▶ Task instructions:
A verbatim copy of every record is needed.

▶ Exercise input:

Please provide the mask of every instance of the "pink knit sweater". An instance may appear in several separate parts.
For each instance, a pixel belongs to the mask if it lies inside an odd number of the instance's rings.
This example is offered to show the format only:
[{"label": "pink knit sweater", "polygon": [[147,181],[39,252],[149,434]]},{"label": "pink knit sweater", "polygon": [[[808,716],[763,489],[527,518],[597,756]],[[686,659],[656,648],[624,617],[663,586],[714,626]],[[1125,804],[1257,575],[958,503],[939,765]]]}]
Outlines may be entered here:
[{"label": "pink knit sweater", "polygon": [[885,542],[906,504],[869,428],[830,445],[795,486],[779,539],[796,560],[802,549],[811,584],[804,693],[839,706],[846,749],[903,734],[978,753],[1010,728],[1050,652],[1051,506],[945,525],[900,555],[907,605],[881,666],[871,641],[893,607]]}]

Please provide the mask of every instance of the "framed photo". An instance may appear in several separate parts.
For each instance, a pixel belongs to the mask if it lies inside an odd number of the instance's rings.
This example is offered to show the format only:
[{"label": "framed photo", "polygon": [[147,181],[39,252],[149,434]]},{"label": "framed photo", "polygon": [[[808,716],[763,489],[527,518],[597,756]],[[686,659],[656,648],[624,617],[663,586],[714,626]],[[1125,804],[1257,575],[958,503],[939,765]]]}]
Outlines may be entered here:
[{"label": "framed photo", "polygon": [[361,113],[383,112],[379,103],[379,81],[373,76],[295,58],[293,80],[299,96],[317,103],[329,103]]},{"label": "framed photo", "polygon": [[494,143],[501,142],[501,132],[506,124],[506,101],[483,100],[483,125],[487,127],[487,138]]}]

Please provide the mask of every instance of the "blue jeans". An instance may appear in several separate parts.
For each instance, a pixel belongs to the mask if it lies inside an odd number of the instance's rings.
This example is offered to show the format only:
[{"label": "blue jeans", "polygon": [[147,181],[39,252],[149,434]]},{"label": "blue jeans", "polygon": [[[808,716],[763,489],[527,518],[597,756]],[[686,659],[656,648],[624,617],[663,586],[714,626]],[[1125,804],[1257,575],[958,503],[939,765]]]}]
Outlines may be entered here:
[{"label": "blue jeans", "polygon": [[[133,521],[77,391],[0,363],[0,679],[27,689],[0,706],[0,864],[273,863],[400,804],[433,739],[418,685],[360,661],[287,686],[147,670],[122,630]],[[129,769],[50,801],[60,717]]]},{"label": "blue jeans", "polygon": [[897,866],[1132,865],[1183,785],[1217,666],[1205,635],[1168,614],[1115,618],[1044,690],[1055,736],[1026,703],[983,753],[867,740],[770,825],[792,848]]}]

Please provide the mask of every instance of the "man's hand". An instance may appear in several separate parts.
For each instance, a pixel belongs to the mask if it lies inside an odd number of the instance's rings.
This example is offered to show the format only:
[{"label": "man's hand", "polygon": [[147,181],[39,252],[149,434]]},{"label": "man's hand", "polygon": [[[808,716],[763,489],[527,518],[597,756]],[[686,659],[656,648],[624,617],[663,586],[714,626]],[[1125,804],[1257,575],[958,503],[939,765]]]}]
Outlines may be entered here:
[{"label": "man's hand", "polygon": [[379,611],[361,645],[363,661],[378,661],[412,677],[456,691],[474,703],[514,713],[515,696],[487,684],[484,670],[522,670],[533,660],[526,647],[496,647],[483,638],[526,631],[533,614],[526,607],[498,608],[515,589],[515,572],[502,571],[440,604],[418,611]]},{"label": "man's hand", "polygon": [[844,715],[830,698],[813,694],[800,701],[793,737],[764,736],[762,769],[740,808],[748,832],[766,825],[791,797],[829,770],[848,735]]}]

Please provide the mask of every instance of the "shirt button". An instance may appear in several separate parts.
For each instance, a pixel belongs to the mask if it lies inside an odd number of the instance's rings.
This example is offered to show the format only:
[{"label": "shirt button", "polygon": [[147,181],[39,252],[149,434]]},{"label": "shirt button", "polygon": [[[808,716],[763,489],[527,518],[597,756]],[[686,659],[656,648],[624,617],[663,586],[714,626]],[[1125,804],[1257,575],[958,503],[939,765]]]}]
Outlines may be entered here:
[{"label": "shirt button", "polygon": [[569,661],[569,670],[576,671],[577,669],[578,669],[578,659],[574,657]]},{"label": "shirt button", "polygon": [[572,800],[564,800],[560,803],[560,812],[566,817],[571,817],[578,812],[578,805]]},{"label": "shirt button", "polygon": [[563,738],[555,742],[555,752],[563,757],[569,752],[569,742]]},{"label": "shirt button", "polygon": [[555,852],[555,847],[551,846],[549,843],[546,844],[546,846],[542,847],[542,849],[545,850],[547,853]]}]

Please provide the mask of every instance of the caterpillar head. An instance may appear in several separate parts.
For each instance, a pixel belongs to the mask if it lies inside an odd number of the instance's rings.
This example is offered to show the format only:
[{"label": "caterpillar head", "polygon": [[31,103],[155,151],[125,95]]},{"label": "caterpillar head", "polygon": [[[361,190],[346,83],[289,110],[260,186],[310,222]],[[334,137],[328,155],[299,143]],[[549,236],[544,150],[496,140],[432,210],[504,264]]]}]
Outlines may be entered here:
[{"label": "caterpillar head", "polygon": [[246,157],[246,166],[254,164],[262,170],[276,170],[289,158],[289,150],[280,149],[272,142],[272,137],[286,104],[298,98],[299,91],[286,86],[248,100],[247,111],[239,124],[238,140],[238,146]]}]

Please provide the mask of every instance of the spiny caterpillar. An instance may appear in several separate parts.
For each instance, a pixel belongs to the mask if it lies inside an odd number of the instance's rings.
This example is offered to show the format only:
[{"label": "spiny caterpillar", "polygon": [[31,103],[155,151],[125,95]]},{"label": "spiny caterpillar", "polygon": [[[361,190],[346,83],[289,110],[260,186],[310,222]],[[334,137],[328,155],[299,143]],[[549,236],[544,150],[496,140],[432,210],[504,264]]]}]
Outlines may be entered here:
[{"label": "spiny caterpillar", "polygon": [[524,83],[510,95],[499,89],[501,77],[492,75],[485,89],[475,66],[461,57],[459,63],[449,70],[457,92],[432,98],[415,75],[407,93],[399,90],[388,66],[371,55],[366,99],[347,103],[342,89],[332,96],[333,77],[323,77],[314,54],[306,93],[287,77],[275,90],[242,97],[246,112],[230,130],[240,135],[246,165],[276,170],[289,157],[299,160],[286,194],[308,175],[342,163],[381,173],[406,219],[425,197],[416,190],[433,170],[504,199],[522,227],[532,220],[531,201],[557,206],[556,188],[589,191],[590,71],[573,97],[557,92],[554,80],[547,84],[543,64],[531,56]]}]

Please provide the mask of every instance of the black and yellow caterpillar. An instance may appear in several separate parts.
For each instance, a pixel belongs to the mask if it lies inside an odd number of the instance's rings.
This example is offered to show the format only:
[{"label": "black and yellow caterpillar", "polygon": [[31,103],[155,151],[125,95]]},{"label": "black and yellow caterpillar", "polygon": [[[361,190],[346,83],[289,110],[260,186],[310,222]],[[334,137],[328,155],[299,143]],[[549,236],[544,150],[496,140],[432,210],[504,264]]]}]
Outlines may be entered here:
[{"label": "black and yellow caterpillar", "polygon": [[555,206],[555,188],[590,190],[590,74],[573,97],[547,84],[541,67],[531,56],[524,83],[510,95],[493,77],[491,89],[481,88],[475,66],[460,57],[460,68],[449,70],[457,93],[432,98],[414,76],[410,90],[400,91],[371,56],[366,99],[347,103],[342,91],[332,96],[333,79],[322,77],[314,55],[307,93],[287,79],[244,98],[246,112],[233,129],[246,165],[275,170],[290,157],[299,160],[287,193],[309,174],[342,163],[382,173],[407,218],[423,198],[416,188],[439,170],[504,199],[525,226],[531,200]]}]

▶ The answer:
Please provide the mask of every instance of the "pink knit sweater". An instance may appear in several separate parts.
For each instance, a pixel belongs to the mask if it lies inside an odd number of the instance's rings.
This example is offered to show the format only:
[{"label": "pink knit sweater", "polygon": [[147,181],[39,252],[149,434]]},{"label": "pink knit sweater", "polygon": [[[808,716],[763,489],[527,518],[597,756]],[[686,659],[656,648],[624,617],[663,586],[714,626]],[[1125,804],[1257,575],[958,503],[939,765]]]}]
Outlines may be entered here:
[{"label": "pink knit sweater", "polygon": [[885,542],[906,504],[869,428],[830,445],[795,486],[779,539],[796,560],[802,549],[811,584],[804,693],[839,706],[846,749],[903,734],[978,753],[1010,728],[1050,652],[1051,506],[945,525],[900,555],[907,605],[881,666],[871,641],[893,607]]}]

Please provide the mask of every instance of the "framed photo". An instance may appear in several separate parts.
For each instance, a pixel belongs to the mask if it lies inside an odd number of the instance's rings.
This example is offered to show the format only:
[{"label": "framed photo", "polygon": [[147,181],[39,252],[149,434]]},{"label": "framed photo", "polygon": [[[808,716],[763,489],[527,518],[597,756]],[[686,659],[656,648],[624,617],[663,586],[714,626]],[[1125,804],[1257,575],[958,503],[939,765]]]}]
Outlines may be entered here:
[{"label": "framed photo", "polygon": [[361,113],[383,112],[379,103],[379,81],[373,76],[295,58],[293,80],[299,96],[317,103],[329,103]]},{"label": "framed photo", "polygon": [[494,143],[501,142],[501,132],[506,124],[506,101],[483,100],[483,125],[487,127],[487,138]]}]

Please provide the mask of every instance of the "blue jeans". An instance may appear in several separate parts.
For each instance, a pixel belongs to the mask if it lies inside an odd number of the instance's rings.
This example is offered to show the format only:
[{"label": "blue jeans", "polygon": [[147,181],[39,252],[149,434]]},{"label": "blue jeans", "polygon": [[[808,716],[763,489],[527,518],[597,756]],[[686,659],[656,648],[624,617],[663,586],[714,626]],[[1125,804],[1257,575],[958,503],[939,765]]]}]
Outlines may be entered here:
[{"label": "blue jeans", "polygon": [[[133,521],[77,391],[0,363],[0,679],[27,689],[0,706],[0,864],[273,863],[400,804],[433,739],[418,685],[360,661],[287,686],[147,670],[122,630]],[[129,769],[50,801],[60,717]]]},{"label": "blue jeans", "polygon": [[897,866],[1132,865],[1183,785],[1217,666],[1205,635],[1168,614],[1115,618],[1044,690],[1055,736],[1026,703],[983,753],[867,740],[770,825],[792,848]]}]

Please provide the mask of every instance of the "man's hand". An instance may appear in several separate parts.
For each instance, a pixel belongs to the mask if it lies inside an odd number of the instance's rings.
This example is offered to show the format only:
[{"label": "man's hand", "polygon": [[147,181],[39,252],[149,434]]},{"label": "man's hand", "polygon": [[[808,716],[763,489],[527,518],[597,756]],[[686,659],[656,648],[624,617],[663,586],[714,626]],[[1125,804],[1257,575],[958,503],[939,765]]]}]
Outlines may be entered here:
[{"label": "man's hand", "polygon": [[379,611],[361,645],[363,661],[378,661],[412,677],[456,691],[474,703],[514,713],[515,696],[487,684],[484,670],[522,670],[533,660],[526,647],[496,647],[483,638],[526,631],[533,614],[526,607],[498,608],[515,589],[515,572],[502,571],[440,604],[418,611]]},{"label": "man's hand", "polygon": [[844,715],[830,698],[813,694],[800,701],[793,737],[764,736],[762,769],[740,808],[748,832],[766,825],[791,797],[829,770],[848,735]]}]

Please provide the mask of every instance of the "shirt button". An instance may appear in several separate parts.
For each instance, a pixel belongs to the mask if it lies inside an odd number of the instance's rings.
This example is offered to show the format only:
[{"label": "shirt button", "polygon": [[147,181],[39,252],[149,434]]},{"label": "shirt button", "polygon": [[[808,716],[763,489],[527,518],[597,756]],[[686,659],[656,648],[624,617],[663,586],[714,626]],[[1125,804],[1257,575],[958,503],[939,765]]]}]
Outlines may be entered here:
[{"label": "shirt button", "polygon": [[569,661],[569,670],[576,671],[577,669],[578,669],[578,659],[574,657]]},{"label": "shirt button", "polygon": [[572,800],[564,800],[560,803],[560,812],[566,817],[571,817],[578,812],[578,805]]},{"label": "shirt button", "polygon": [[563,738],[555,742],[555,752],[563,757],[569,752],[569,742]]},{"label": "shirt button", "polygon": [[555,852],[555,847],[551,846],[549,843],[546,844],[546,846],[542,847],[542,849],[545,850],[547,853]]}]

Please provide the mask of every instance of the caterpillar head. An instance may appear in several separate parts.
For each instance, a pixel belongs to the mask if it lies inside an odd number of the instance's rings.
This example is offered to show the format only:
[{"label": "caterpillar head", "polygon": [[31,103],[155,151],[125,95]]},{"label": "caterpillar head", "polygon": [[[361,190],[346,83],[289,110],[260,186],[310,222]],[[334,137],[328,155],[299,143]],[[549,236],[544,150],[496,140],[432,210],[504,264]]]}]
Outlines may be entered here:
[{"label": "caterpillar head", "polygon": [[246,157],[246,166],[254,164],[262,170],[276,170],[289,158],[289,150],[280,149],[272,142],[272,137],[286,104],[298,98],[299,91],[286,86],[248,100],[247,111],[239,124],[238,140],[238,146]]}]

Please provide the mask of every instance of the spiny caterpillar. An instance may appear in several separate parts.
For each instance, a pixel belongs to the mask if it lies inside an odd number of the instance's rings.
This example is offered to show the format only:
[{"label": "spiny caterpillar", "polygon": [[31,103],[155,151],[125,95]]},{"label": "spiny caterpillar", "polygon": [[[361,190],[346,83],[289,110],[260,186],[310,222]],[[334,137],[328,155],[299,143]],[[549,236],[544,150],[496,140],[432,210],[504,264]]]}]
Outlines may be entered here:
[{"label": "spiny caterpillar", "polygon": [[524,83],[510,95],[499,89],[501,77],[492,75],[485,89],[475,66],[461,57],[459,63],[449,70],[457,92],[432,98],[415,75],[407,93],[399,90],[388,66],[371,55],[366,99],[347,103],[342,89],[332,96],[333,77],[323,77],[314,54],[306,93],[287,77],[275,90],[242,97],[246,112],[230,130],[240,135],[246,165],[276,170],[289,157],[299,160],[286,194],[308,175],[342,163],[381,173],[406,219],[425,197],[416,190],[433,170],[504,199],[522,227],[532,220],[531,201],[557,206],[556,188],[589,191],[590,71],[573,97],[557,92],[554,80],[547,84],[543,64],[531,56]]}]

Please provide the mask of every instance of the black and yellow caterpillar. An instance may appear in several separate parts.
For each instance, a pixel belongs to the mask if it lies inside an odd number of the instance's rings.
This example is offered to show the format only:
[{"label": "black and yellow caterpillar", "polygon": [[31,103],[155,151],[125,95]]},{"label": "black and yellow caterpillar", "polygon": [[[361,190],[346,83],[289,110],[260,186],[310,222]],[[334,137],[328,155],[299,143]],[[549,236],[544,150],[496,140],[432,210],[504,264]]]}]
Outlines may be entered here:
[{"label": "black and yellow caterpillar", "polygon": [[555,206],[555,188],[590,190],[590,74],[573,97],[547,84],[541,67],[531,56],[524,83],[510,95],[493,77],[491,89],[481,88],[475,66],[460,57],[460,68],[449,70],[457,93],[432,98],[414,76],[410,90],[400,91],[371,56],[366,99],[347,103],[342,91],[332,96],[333,79],[322,77],[314,55],[307,93],[287,79],[244,98],[246,112],[233,129],[246,165],[275,170],[290,157],[299,160],[287,193],[309,174],[342,163],[382,173],[407,218],[423,198],[416,188],[439,170],[504,199],[525,226],[531,200]]}]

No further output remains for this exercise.